INPUT DATA:
□ □ □

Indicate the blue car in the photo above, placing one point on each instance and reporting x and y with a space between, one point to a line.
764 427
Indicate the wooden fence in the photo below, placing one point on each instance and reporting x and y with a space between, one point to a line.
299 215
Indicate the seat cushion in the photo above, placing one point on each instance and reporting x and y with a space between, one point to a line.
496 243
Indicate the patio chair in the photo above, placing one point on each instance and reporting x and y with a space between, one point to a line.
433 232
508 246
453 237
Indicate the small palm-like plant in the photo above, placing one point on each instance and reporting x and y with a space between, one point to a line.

□ □ □

EXERCISE DIRECTIONS: Exact copies of all entries are what's needed here.

ANSWER BOX:
Indicate the blue car in the photo above, placing one point on each instance and reporting x and y with a space between, one point to a line.
764 427
Indicate the wooden fence in the photo below, placing one point on each instance and reporting x and y with a space between, one point to a line.
299 215
Indicate the seat cushion in the photo above, placing one point on each instance and reporting x and y with a space between, one point to a line.
496 243
Indicate the patio chair in the photo above, placing one point on each instance and reporting x and y with a space between, one point to a line.
433 232
508 246
453 237
Indicate the small palm-like plant in the photo above, placing one point on each instance and reporting x and y with a space between, one point to a line.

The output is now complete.